--- DOCUMENT EXTRACT ---
A few weeks ago I wrote an article about the Women’s College Softball World Series and I was asked by fellow writer Brian Joura if I thought that the pitching mound in softball should be moved back. This is a common question because in softball the pitching mound is closer than it is in baseball. Because of the close distance softball is a very pitching dominated sport. Anybody that tuned into the first two rounds of the NCAA Tournament would have seen several shut-outs and even a lot of 1 – 0 scores. I’m not really sure why so many people ask this question because everything about the distance between the batter’s box and the pitching mound in softball is good. Women’s College Softball should not move the pitcher’s mound.
---
### EXERCISE REQUIREMENTS
1. Print the passage of the softball pitching mound article from "A few weeks" down to "the pitcher’s mound.".
2. Answer these questions about the softball pitching mound article:
(a) Who asked the writer whether the pitching mound in softball should be moved back?
(b) Is the softball pitching mound closer or farther than the one in baseball?
(c) What kinds of scores would viewers of the first two rounds of the NCAA Tournament have seen?
3. How would you render this sentence from the softball pitching mound article in Spanish: "Because of the close distance softball is a very pitching dominated sport."
--- INFORMATION PROVIDED ---
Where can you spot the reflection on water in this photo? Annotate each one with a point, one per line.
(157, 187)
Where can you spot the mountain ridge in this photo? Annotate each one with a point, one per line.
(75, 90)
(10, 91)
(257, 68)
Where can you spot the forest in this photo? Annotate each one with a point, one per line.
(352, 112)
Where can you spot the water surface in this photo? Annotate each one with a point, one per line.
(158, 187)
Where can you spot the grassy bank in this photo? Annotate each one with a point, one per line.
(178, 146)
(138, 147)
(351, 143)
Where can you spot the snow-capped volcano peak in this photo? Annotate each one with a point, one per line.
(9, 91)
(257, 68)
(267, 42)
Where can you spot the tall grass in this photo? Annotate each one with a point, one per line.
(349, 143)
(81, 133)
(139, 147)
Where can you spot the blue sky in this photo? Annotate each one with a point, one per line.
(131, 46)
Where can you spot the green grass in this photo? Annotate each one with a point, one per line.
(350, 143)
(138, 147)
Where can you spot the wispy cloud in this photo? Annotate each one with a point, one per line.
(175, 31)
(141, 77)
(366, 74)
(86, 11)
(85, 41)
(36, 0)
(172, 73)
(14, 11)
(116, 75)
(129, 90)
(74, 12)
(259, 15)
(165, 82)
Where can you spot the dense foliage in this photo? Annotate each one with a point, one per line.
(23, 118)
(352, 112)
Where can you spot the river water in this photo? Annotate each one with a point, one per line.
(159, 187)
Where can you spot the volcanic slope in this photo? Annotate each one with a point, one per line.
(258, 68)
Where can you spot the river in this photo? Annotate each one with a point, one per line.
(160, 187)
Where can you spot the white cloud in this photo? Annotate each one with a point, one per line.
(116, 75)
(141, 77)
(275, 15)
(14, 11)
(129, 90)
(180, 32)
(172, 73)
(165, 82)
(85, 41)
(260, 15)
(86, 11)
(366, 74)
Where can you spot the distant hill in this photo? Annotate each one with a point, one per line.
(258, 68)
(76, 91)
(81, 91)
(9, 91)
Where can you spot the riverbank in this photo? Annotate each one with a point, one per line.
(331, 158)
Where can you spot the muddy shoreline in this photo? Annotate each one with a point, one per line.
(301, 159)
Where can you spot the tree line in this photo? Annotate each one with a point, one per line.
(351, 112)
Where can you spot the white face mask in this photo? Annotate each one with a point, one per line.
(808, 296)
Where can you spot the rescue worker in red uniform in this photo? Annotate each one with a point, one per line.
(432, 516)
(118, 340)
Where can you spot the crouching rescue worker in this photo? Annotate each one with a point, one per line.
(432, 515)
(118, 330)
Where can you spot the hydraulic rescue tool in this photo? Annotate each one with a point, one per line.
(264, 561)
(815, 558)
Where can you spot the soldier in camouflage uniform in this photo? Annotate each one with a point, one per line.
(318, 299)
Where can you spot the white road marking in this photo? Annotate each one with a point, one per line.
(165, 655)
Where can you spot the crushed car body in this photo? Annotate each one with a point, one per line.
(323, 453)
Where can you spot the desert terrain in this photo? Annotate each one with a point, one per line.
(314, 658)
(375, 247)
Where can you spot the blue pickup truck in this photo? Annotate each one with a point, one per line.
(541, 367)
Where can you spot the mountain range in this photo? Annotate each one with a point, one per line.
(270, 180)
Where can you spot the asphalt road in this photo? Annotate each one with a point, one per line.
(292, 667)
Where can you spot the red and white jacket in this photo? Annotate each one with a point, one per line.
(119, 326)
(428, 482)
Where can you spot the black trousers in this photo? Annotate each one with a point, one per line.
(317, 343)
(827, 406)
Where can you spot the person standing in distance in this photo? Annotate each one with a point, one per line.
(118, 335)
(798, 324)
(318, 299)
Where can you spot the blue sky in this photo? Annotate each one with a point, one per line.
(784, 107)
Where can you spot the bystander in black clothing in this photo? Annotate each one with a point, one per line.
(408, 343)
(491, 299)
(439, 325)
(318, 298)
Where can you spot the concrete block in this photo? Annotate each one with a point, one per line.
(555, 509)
---
### SOLUTIONS BY TASK
1.
A few weeks ago I wrote an article about the Women’s College Softball World Series and I was asked by fellow writer Brian Joura if I thought that the pitching mound in softball should be moved back. This is a common question because in softball the pitching mound is closer than it is in baseball. Because of the close distance softball is a very pitching dominated sport. Anybody that tuned into the first two rounds of the NCAA Tournament would have seen several shut-outs and even a lot of 1 – 0 scores. I’m not really sure why so many people ask this question because everything about the distance between the batter’s box and the pitching mound in softball is good. Women’s College Softball should not move the pitcher’s mound.

2.
(a) Brian Joura
(b) Closer
(c) Several shut-outs and a lot of 1 – 0 scores

3. Debido a la corta distancia, el sóftbol es un deporte muy dominado por el pitcheo.